[start Data shown]
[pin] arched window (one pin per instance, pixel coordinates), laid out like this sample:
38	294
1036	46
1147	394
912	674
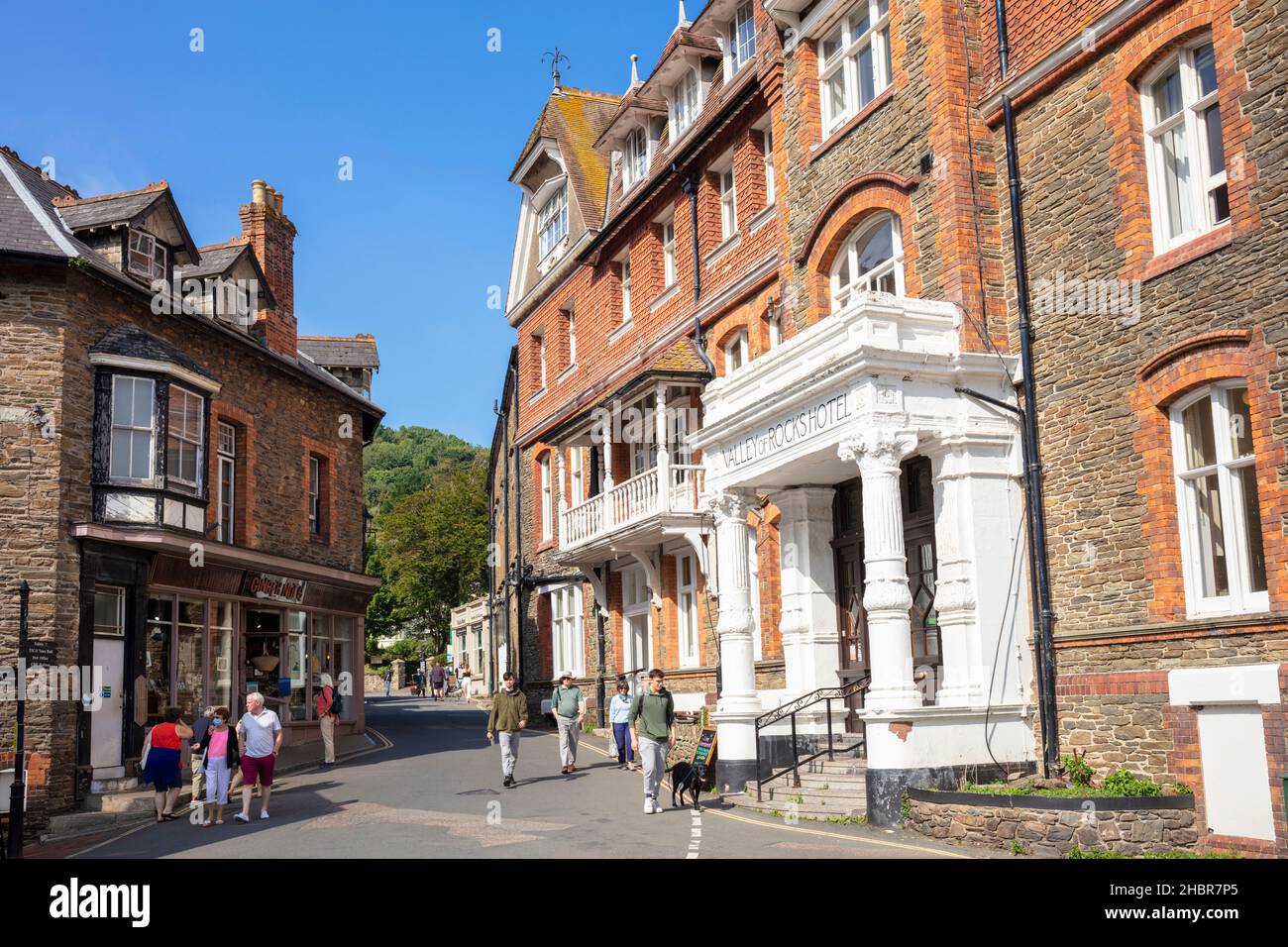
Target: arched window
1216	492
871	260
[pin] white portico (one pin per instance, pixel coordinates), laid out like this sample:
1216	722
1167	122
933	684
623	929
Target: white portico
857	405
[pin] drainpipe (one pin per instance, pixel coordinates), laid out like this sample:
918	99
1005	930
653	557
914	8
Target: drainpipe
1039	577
[end Data shown]
__Objective__
Reproduce all of the lines above verbatim, omitting the pictures.

__Problem solution__
[pin] arched window (one pin per instance, pixel coordinates), laid out like this sample:
38	294
1036	46
1147	394
912	674
Target: arched window
1216	492
871	260
[pin] white portico (one pin per instance, pixel coordinates), laid out like this sample:
1216	722
1167	122
933	684
623	929
Target: white portico
857	405
[pin] drainpipe (one pin per instance, pixel coordinates), laid out like this sample:
918	99
1005	930
653	557
914	8
Target: drainpipe
1039	577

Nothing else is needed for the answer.